> Problem to solve
Below is a block of entries; repeat exactly the lines starting at the line that contains "Target: pink hair clip" and ending at the line that contains "toddler in the picture above.", both included.
Start of Provided records
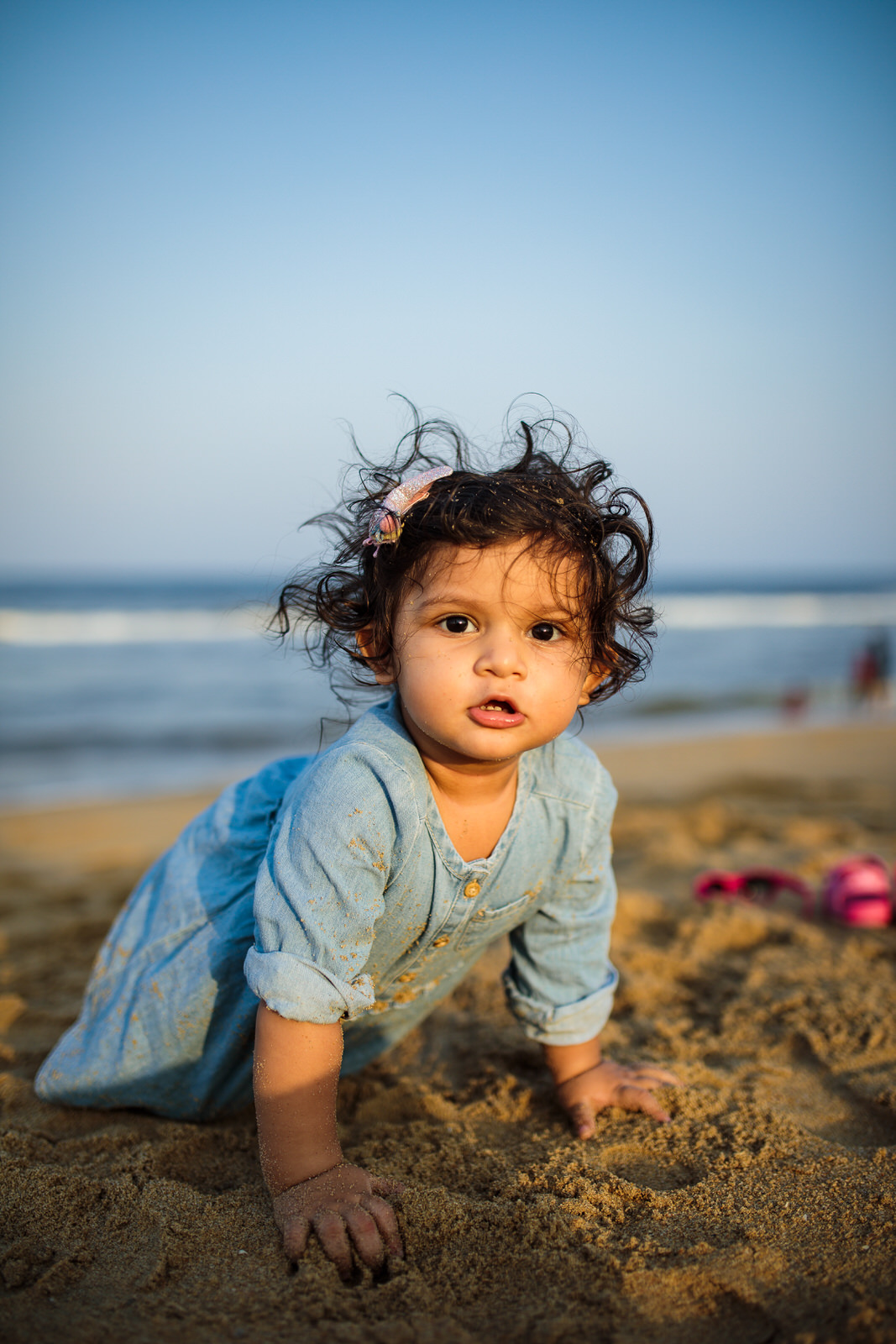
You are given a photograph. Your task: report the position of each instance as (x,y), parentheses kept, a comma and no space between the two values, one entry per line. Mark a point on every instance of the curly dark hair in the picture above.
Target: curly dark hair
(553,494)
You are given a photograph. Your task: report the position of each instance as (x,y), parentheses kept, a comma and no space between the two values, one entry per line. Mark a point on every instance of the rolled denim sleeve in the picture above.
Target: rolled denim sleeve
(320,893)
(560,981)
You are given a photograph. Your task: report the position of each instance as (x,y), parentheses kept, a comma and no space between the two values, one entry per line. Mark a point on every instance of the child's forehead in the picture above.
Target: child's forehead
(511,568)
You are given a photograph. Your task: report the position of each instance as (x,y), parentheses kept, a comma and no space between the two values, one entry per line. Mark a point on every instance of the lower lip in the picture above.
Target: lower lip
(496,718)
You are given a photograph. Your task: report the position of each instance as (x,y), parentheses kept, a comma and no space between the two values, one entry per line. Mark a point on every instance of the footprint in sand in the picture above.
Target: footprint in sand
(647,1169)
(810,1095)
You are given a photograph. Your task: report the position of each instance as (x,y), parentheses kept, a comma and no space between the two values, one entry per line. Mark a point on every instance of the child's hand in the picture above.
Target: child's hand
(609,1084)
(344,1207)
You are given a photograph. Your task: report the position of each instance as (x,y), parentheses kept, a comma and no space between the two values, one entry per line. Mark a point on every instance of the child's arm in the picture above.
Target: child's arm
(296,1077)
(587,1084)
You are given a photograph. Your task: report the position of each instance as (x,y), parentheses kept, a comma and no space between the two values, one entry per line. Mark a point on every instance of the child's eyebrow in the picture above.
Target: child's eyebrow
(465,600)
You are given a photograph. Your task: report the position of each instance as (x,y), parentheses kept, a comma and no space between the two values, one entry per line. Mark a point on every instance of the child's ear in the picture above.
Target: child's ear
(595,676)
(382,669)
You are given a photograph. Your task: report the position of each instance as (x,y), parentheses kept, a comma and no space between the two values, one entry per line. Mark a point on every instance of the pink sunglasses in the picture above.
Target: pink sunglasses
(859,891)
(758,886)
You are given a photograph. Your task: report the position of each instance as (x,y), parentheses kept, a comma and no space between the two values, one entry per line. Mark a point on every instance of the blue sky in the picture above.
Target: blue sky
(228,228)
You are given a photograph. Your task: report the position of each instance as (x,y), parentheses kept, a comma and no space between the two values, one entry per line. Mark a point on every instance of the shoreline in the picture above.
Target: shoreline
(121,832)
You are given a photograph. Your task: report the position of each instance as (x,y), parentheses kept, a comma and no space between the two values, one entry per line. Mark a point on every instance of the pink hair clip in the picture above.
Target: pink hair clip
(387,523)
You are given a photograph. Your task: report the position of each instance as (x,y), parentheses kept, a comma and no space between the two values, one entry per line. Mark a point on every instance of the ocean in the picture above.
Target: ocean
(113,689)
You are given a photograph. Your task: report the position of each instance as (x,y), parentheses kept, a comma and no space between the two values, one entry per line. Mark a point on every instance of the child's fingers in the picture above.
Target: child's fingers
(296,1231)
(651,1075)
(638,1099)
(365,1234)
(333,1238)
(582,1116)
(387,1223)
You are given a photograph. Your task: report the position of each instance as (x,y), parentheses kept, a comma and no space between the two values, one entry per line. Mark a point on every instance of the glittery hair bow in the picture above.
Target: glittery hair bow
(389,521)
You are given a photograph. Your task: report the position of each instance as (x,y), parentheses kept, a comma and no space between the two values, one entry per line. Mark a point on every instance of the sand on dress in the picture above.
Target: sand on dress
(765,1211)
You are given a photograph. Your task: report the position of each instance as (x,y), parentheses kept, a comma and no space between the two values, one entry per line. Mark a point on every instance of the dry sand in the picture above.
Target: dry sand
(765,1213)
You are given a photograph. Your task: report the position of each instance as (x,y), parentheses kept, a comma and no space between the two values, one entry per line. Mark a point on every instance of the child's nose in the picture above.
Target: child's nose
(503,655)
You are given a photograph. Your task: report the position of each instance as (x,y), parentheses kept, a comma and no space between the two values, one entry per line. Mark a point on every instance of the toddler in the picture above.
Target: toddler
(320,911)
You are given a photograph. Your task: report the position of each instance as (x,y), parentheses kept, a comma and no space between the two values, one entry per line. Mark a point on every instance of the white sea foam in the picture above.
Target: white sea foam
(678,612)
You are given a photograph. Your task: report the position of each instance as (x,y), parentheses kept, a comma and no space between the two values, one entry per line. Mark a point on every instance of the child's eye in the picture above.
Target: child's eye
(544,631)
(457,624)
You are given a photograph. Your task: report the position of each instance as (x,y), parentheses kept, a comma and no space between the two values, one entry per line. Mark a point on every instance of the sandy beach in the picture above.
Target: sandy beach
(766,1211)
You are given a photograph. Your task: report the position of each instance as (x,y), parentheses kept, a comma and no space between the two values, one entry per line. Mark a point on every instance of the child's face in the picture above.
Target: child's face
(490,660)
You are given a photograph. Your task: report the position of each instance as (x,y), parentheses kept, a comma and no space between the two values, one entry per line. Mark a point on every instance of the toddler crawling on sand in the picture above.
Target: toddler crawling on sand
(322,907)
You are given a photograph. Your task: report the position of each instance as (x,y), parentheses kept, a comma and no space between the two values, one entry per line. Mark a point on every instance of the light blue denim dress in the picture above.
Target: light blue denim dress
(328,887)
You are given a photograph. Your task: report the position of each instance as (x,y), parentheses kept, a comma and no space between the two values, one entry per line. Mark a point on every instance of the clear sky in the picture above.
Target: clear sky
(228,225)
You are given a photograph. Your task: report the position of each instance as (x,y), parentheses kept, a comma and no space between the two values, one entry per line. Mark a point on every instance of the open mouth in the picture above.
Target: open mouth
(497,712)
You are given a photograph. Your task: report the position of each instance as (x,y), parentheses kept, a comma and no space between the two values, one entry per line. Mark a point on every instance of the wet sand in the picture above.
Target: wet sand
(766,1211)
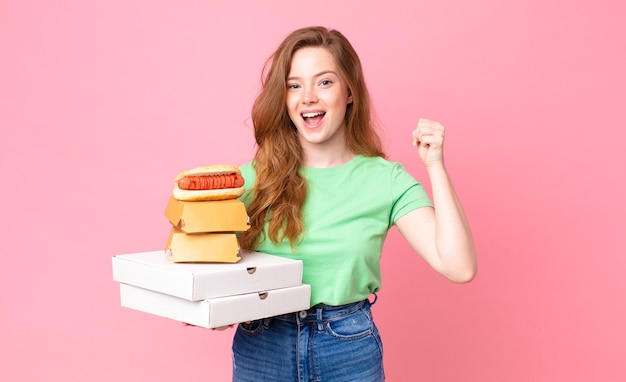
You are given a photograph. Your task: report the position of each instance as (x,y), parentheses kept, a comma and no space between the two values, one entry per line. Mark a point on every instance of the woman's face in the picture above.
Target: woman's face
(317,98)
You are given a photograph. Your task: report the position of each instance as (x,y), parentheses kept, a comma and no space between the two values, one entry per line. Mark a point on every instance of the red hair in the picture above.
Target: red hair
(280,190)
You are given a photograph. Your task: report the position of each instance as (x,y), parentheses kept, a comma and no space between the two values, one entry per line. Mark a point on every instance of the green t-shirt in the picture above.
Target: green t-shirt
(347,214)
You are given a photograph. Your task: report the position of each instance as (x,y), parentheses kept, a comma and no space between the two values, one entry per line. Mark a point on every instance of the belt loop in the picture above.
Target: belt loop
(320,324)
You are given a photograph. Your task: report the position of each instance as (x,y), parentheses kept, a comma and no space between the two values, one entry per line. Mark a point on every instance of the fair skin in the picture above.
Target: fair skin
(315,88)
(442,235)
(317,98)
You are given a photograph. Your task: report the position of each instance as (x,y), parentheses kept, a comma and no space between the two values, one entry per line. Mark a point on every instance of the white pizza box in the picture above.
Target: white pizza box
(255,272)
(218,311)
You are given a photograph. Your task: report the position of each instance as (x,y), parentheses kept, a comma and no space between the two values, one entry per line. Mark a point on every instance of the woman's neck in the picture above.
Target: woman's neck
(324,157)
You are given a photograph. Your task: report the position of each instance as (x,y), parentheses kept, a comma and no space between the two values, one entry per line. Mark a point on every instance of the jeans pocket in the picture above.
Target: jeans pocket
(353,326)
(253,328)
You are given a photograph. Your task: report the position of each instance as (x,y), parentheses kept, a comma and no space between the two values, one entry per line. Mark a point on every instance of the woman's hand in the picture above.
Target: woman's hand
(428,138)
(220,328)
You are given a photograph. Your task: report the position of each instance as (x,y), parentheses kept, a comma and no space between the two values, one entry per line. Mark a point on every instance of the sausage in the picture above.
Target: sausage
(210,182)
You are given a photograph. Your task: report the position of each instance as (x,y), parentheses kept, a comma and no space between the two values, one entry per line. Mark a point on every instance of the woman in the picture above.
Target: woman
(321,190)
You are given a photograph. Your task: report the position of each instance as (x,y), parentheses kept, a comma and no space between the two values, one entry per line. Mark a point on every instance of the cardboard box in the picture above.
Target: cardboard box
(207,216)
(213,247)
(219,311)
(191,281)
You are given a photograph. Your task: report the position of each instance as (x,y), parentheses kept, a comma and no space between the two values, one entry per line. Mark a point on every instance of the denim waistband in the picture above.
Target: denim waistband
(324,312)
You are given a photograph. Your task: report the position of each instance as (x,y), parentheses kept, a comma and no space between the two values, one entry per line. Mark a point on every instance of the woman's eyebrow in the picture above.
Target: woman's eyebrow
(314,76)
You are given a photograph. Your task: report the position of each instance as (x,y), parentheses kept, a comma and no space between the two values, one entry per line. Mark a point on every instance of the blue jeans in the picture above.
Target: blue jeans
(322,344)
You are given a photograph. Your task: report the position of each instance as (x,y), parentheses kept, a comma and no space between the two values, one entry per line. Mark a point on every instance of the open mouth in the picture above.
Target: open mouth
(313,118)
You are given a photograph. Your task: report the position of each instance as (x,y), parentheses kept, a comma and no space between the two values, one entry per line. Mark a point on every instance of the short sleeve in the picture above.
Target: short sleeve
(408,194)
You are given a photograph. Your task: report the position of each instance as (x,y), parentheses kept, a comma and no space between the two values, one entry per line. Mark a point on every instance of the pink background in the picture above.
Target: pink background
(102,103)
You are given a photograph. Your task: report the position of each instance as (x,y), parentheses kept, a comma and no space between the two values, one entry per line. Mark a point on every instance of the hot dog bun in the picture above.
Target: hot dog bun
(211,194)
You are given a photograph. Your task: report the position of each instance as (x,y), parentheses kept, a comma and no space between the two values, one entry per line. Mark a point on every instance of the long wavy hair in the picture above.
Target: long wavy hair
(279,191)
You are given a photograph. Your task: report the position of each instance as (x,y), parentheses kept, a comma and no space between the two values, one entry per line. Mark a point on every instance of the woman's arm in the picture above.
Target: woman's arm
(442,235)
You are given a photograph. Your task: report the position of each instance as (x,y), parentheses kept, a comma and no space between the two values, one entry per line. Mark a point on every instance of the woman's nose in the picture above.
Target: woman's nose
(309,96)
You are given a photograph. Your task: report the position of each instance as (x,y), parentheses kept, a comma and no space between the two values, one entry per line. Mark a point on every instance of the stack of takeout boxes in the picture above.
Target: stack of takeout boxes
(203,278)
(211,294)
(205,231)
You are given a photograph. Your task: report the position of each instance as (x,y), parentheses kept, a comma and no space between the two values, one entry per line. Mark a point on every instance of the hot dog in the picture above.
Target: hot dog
End of Provided records
> Answer box
Target: pink hair clip
(387,523)
You are given a photograph. Your task: report the position of each instance as (x,y), parentheses kept, a comma and no space between the two values, one entry per line. Mark a point on every instance of the ocean in the picture above.
Target: ocean
(113,689)
You are given a photograph. Your task: report the position of each instance as (x,y), parentheses kept, a comma and no space between the two values, one entry per line. Mark a point on every instance of the child's fingers in the picture above.
Target: child's fingers
(296,1231)
(651,1075)
(638,1099)
(365,1234)
(333,1238)
(582,1116)
(387,1223)
You are given a photograph. Your task: report the position of each instance as (x,y), parentheses kept, a comma and no space between the two values, one entry per line. Mark a point on every instance of the glittery hair bow in the picture above.
Target: glittery hair bow
(389,521)
You are given a photograph. Your task: report the position of each instance as (x,y), parentheses kept, a comma and no space between the two values, one entry per line. Mark a point on every instance of the sand on dress in the picture above.
Target: sand on dress
(765,1211)
You are given a photograph. Your task: report the position of each instance as (x,y), parentheses kept, a comma and no space between the two values, one entry per line. Mark a point on every instance of the dry sand in the picture above.
Target: dry sand
(765,1213)
You are given a photograph. Your task: report the position of each instance as (x,y), parentheses kept, a comma and no space between the two values, one entry per line. Mark a point on every instance of the child's nose in the picture above.
Target: child's nose
(503,655)
You are given a photograph. Your task: report the position of each instance as (x,y), parentheses kept, a comma and no space between the two values, one entry per line. Mark a point on every instance of the toddler in the picture above.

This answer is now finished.